Items stored from a collection

+--

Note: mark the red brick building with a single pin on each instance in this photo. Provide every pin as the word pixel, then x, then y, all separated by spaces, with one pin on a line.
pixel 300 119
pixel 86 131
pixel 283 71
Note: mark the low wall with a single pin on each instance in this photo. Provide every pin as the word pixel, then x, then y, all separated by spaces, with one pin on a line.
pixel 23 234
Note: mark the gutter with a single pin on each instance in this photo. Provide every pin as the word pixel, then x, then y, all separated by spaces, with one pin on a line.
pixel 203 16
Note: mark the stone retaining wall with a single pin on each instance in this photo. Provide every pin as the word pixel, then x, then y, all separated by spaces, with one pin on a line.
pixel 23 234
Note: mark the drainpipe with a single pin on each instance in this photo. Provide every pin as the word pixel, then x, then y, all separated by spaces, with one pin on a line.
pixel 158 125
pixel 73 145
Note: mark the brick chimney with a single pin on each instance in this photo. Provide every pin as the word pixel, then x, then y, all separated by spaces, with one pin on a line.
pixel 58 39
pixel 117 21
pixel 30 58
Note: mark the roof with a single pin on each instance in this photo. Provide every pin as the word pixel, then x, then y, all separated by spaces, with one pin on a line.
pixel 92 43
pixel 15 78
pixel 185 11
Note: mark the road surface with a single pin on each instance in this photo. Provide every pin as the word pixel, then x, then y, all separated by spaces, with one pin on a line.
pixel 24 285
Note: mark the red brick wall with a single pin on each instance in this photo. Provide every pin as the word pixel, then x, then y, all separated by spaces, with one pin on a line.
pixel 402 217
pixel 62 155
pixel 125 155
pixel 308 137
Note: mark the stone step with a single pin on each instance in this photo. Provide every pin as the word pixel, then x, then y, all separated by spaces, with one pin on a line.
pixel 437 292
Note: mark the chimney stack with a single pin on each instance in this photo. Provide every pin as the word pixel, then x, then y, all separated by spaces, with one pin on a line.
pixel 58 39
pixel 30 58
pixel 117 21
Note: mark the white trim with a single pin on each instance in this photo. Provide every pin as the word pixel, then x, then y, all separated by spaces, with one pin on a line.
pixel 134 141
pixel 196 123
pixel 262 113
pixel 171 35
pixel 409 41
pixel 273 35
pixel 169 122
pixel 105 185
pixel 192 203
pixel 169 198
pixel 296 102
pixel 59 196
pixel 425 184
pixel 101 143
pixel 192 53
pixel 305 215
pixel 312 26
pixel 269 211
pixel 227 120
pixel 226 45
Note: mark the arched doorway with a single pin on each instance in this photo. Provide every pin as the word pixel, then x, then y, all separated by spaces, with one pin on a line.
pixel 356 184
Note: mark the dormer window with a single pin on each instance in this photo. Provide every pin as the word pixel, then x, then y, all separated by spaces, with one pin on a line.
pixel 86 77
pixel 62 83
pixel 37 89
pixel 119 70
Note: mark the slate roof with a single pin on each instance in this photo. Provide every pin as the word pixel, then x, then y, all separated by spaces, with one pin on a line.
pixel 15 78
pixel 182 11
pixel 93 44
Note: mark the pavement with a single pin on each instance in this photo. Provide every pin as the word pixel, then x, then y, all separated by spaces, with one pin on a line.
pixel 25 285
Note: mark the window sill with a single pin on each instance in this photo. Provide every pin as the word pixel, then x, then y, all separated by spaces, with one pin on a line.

+--

_Set task_: Retype every row above line by line, without changing a single character.

_Solution_:
Note: mark the red brick building with a single pin on each instance in this photo. Provide every pin as the word pixel, then x, then y, all separated by spaces, with one pin on a line.
pixel 300 119
pixel 86 131
pixel 283 71
Note: mark the low wall with a single pin on each instance in this photo. Provide every pin as the word pixel, then x, then y, all separated by spaces, with one pin on a line.
pixel 23 234
Note: mark the gutter with a single pin on each instance in this photo. Provide every pin as the word pixel, then x, then y, all separated by spaces, with one pin on a line.
pixel 203 16
Note: mark the stone retaining wall with a single pin on each instance in this photo. Provide every pin as the word pixel, then x, then y, all separated by spaces, with one pin on a line.
pixel 23 234
Note: mark the drainpipe with a single pin on each instance in this photo. Provide every pin as the word pixel, then x, then y, all separated by spaces, with one pin on a line.
pixel 158 125
pixel 73 145
Note: mark the brick chimney with a single pin on each instance in this photo. Provide every pin as the word pixel, then x, then y, all separated by spaces, with one pin on a line.
pixel 58 39
pixel 117 21
pixel 30 58
Note: mark the roof with a single pin on each instance in this photo. Provide every pin as the word pixel, then x, then y, all separated by spaces, with one pin on a line.
pixel 92 43
pixel 15 78
pixel 185 11
Note: mark the road surface with a single pin on each instance in this photo. Provide every pin as the word pixel, then x, then y, all separated by spaces, with one pin on a line.
pixel 24 285
Note: mark the red brick wall with a single pin on each instance in this photo. Provide every pin as the word pixel, then x, then y, all separated by spaces, with one pin on a line.
pixel 402 217
pixel 62 155
pixel 125 155
pixel 308 137
Note: mark the stone step with a single pin on each instance in this photo. Provide every pin as the word pixel, then x, then y, all separated by spaces, with one pin on a line.
pixel 437 292
Note: mark the chimney stack with a single pin on each instance in this photo. Provide every pin as the word pixel, then x, then y, all separated by spaces, with one pin on a line.
pixel 58 39
pixel 30 58
pixel 117 21
Note: mark the white trim with a single pin on each instance in this photo. Provide every pin as the word pixel, then x, then y, all separated by spaces, with one pin on a line.
pixel 134 141
pixel 196 123
pixel 262 113
pixel 171 35
pixel 409 41
pixel 273 35
pixel 169 122
pixel 105 185
pixel 192 203
pixel 169 198
pixel 296 102
pixel 59 196
pixel 425 184
pixel 101 143
pixel 192 53
pixel 305 215
pixel 312 26
pixel 269 211
pixel 227 120
pixel 226 45
Note: mark the arched doorway with a single pin on each instance in this photo. Provide every pin as the word pixel, then x, then y, all separated by spaces, with one pin on a line.
pixel 356 184
Note: mark the dormer window with a single pin on each instance in this photo. Provide every pin as the word pixel, then x, then y, all separated by spaces, with one pin on a line.
pixel 86 77
pixel 62 83
pixel 37 89
pixel 119 70
Note: mark the slate roof with a single pin on each instance in this photo. Provide every pin as the word pixel, then x, then y, all separated by spaces, with one pin on a line.
pixel 15 78
pixel 182 11
pixel 93 44
Note: mark the pavement with a single pin on each instance in this photo. Provide every pin as the word pixel, then x, then y, all separated by spaces, with one pin on a line.
pixel 25 285
Note: mark the window sill with a single pin on each instance in this photo. Provide every pin as the word pixel, then x, then y, all separated by spaces, with one pin on a line.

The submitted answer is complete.